··· SELECTED TEXT
# Breeches when riding Western?!



## Jessskater (Mar 16, 2011)

I have never rode with breeches in a western saddle..yet. but I do ride with my English Show Boots in a western saddle


----------



## rocky pony (Oct 5, 2007)

Nothin wrong with that! I've done it before but to me they feel hotter than my jeans...maybe I need more breathable breeches!


----------



## Scoutrider (Jun 4, 2009)

I know several western show people who will put English breeches or tights under their chaps in the show pen. The chaps hide the breeches well, and I'm told that the whole system is cooler and more moisture-wicking than jeans or show pants under chaps. Plus, they make for fast tack-changes if you're riding multiple horses/disciplines. :lol:

I'll trail ride western or game in my breeches and half chaps, just to make my cowboy/gamer friends twitch. :wink:


----------



## Clair (Jun 7, 2010)

I am with you! I just wear mine with my boots over  super comfy and I stick to my suede seat. 

If you like that but want to look more western-y, get some super thin "jeggings" (jeans/leggings) they are just like soft denim breeches.
_Posted via Mobile Device_


----------



## Tokoneki (Mar 28, 2011)

That's comforting to know lol thanks
_Posted via Mobile Device_


----------
······
WHAT TO DO:
a – Return the stretch of the breeches thread from "I know several" through "my suede seat.", copied word for word.
b – Swap "Target" for "Object" in the stretch of the listing from the line containing "Reviewer note: verify that every instance of the submerged" through the final line of the listing. Give back only those lines, with everything else left as it is.
··· GIVEN DATA
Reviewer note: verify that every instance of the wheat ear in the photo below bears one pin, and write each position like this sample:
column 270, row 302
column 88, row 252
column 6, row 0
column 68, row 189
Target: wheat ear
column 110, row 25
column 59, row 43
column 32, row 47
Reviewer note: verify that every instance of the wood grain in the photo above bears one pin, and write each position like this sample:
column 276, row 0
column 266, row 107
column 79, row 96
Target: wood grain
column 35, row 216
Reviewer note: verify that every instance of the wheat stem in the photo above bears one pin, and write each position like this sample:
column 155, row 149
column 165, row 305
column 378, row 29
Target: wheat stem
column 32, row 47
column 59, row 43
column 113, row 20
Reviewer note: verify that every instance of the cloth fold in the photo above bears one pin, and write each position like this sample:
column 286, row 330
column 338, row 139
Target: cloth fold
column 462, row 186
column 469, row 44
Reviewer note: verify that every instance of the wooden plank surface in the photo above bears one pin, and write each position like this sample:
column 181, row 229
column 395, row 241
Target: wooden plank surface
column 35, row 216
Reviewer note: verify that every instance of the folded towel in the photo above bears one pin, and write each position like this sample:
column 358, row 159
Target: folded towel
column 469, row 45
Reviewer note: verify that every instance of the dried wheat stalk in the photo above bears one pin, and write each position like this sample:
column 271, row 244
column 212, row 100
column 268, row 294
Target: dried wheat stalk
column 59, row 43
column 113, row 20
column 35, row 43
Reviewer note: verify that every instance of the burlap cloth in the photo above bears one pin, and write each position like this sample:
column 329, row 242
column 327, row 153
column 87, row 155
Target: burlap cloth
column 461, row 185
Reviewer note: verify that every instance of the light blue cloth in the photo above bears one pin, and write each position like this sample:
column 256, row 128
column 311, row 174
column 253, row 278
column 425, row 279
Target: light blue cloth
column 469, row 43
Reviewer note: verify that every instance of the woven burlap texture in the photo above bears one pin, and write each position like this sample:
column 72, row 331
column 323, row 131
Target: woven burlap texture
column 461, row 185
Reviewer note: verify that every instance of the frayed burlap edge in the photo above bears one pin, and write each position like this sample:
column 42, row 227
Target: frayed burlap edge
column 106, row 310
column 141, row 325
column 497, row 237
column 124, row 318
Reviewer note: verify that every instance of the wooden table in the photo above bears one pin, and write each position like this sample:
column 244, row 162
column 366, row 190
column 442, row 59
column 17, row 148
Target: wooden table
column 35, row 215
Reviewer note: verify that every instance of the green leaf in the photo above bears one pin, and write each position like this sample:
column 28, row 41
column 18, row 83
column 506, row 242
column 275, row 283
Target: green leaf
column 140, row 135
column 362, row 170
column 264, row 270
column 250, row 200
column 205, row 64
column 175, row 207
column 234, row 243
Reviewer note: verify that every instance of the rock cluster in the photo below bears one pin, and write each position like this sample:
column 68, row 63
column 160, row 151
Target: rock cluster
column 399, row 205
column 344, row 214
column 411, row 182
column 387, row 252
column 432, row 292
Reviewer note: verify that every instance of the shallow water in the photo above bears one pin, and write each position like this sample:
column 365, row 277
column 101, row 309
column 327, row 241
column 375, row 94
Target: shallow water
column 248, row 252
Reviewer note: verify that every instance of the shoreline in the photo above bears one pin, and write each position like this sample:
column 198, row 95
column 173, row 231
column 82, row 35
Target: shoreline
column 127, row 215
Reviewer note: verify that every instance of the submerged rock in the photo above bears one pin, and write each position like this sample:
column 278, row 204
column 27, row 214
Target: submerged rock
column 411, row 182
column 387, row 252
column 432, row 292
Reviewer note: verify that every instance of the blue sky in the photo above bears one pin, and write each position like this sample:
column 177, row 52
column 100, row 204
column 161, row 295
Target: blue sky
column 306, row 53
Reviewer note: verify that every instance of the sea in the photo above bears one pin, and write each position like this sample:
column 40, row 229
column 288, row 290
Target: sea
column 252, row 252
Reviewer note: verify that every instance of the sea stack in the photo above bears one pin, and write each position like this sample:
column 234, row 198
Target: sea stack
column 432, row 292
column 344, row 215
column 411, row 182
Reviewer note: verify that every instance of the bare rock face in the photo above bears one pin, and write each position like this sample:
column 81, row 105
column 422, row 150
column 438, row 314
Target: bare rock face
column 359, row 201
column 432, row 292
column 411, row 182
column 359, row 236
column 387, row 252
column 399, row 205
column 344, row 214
······
SOLUTION LIST:
a –
I know several western show people who will put English breeches or tights under their chaps in the show pen. The chaps hide the breeches well, and I'm told that the whole system is cooler and more moisture-wicking than jeans or show pants under chaps. Plus, they make for fast tack-changes if you're riding multiple horses/disciplines. :lol:

I'll trail ride western or game in my breeches and half chaps, just to make my cowboy/gamer friends twitch. :wink:


----------



## Clair (Jun 7, 2010)

I am with you! I just wear mine with my boots over  super comfy and I stick to my suede seat.

b –
Reviewer note: verify that every instance of the submerged rock in the photo above bears one pin, and write each position like this sample:
column 278, row 204
column 27, row 214
Object: submerged rock
column 411, row 182
column 387, row 252
column 432, row 292
Reviewer note: verify that every instance of the blue sky in the photo above bears one pin, and write each position like this sample:
column 177, row 52
column 100, row 204
column 161, row 295
Object: blue sky
column 306, row 53
Reviewer note: verify that every instance of the sea in the photo above bears one pin, and write each position like this sample:
column 40, row 229
column 288, row 290
Object: sea
column 252, row 252
Reviewer note: verify that every instance of the sea stack in the photo above bears one pin, and write each position like this sample:
column 234, row 198
Object: sea stack
column 432, row 292
column 344, row 215
column 411, row 182
Reviewer note: verify that every instance of the bare rock face in the photo above bears one pin, and write each position like this sample:
column 81, row 105
column 422, row 150
column 438, row 314
Object: bare rock face
column 359, row 201
column 432, row 292
column 411, row 182
column 359, row 236
column 387, row 252
column 399, row 205
column 344, row 214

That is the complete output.